Report each line of the rows below that contains the word "mountain", copying every such line in full. Only matches with the same capitalization count.

[Excerpt from a dataset]
::::

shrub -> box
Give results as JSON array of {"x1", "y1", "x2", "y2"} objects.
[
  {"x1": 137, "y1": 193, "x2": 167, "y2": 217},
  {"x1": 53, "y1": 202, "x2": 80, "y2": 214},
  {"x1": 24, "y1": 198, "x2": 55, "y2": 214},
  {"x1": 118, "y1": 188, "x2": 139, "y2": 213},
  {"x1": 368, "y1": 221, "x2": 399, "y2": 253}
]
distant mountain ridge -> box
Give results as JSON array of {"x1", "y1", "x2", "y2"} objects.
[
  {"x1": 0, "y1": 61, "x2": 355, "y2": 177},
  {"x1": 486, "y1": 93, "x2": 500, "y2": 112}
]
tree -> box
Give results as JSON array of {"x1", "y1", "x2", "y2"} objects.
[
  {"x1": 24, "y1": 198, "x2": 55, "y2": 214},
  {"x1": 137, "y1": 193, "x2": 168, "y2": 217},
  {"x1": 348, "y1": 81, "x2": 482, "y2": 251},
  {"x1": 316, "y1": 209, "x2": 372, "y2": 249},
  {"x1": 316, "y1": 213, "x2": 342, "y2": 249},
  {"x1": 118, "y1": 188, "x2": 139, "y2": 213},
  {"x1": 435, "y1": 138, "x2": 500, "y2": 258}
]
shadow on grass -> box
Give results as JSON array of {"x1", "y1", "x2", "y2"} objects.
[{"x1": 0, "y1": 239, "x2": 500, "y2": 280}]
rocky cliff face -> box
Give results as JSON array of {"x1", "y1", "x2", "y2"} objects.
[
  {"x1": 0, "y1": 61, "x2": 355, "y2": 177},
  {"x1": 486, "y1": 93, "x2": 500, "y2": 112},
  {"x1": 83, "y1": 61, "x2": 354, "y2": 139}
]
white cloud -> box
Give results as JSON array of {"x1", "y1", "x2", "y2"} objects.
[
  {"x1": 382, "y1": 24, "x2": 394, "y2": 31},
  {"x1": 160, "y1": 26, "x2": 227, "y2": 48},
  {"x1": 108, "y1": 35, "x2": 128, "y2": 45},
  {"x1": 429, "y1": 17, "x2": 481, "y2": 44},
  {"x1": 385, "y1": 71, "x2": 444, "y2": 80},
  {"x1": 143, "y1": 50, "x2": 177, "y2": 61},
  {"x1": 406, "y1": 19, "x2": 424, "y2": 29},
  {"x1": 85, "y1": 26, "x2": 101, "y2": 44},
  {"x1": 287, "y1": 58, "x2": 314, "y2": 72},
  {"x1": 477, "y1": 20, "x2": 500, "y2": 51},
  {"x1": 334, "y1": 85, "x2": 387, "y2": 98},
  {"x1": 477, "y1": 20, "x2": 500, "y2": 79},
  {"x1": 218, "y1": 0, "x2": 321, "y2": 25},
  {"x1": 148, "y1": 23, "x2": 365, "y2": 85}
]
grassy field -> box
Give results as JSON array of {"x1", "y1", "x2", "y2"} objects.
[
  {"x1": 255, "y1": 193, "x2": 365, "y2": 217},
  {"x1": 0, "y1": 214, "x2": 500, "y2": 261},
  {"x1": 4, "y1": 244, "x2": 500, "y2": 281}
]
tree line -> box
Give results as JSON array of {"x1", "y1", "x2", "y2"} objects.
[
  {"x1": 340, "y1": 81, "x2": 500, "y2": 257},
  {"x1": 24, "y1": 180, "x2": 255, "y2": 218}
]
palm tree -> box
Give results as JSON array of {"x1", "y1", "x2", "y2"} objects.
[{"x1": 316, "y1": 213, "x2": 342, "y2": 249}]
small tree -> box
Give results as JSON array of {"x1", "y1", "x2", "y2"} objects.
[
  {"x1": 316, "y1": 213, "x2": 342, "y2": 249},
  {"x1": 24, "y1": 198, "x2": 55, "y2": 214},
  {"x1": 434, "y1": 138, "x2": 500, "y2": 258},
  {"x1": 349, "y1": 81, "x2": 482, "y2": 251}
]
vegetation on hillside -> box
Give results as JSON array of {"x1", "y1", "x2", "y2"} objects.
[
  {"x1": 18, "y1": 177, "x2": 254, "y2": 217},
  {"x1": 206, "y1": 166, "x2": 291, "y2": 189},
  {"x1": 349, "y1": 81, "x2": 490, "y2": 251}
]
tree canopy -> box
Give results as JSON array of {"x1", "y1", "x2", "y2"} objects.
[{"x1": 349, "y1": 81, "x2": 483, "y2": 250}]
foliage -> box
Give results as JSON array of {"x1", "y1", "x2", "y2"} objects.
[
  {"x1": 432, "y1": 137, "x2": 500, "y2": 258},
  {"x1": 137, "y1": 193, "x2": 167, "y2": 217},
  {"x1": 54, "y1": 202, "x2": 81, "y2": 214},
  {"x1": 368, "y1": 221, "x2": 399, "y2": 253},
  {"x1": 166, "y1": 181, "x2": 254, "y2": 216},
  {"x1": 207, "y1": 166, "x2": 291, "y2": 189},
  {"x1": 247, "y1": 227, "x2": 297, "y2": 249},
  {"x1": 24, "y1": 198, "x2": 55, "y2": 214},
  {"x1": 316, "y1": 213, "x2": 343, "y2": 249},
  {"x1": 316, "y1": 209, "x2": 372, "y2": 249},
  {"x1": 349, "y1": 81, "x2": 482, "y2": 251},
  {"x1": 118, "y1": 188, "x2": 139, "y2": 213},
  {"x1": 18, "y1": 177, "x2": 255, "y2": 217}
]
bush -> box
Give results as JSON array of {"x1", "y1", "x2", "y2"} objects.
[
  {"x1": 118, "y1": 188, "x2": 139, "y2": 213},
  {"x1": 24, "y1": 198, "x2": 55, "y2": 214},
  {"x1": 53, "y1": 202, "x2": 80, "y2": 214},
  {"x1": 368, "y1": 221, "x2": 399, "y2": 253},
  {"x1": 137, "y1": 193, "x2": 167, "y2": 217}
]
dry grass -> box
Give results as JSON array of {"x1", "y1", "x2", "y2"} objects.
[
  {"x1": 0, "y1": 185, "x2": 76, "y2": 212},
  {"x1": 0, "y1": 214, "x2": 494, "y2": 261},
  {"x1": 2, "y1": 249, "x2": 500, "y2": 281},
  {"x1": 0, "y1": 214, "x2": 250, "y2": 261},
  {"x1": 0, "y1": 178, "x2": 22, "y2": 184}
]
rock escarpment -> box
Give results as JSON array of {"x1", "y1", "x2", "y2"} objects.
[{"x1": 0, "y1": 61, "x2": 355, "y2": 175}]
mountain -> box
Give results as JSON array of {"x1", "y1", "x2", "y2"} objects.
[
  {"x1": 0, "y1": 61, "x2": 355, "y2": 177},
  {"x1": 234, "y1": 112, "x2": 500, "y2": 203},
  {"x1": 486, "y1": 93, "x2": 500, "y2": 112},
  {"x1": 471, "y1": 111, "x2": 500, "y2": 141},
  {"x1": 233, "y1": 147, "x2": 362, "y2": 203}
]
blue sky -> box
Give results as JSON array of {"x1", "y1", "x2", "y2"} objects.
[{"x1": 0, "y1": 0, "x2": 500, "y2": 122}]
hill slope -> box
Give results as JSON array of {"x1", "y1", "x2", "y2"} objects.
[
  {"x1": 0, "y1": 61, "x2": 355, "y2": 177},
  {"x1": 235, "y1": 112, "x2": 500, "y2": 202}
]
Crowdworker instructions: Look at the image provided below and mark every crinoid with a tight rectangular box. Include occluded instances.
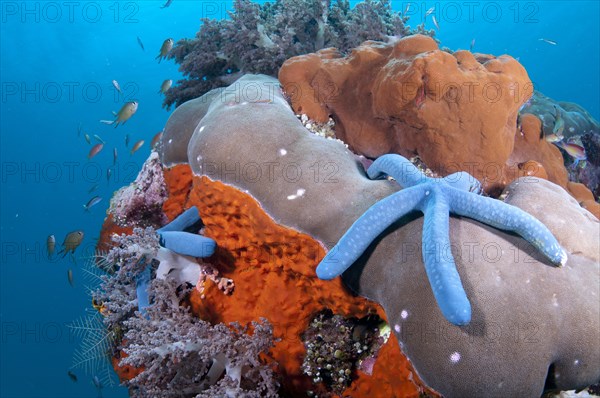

::::

__REPLY__
distant mountain ridge -> box
mountain -> box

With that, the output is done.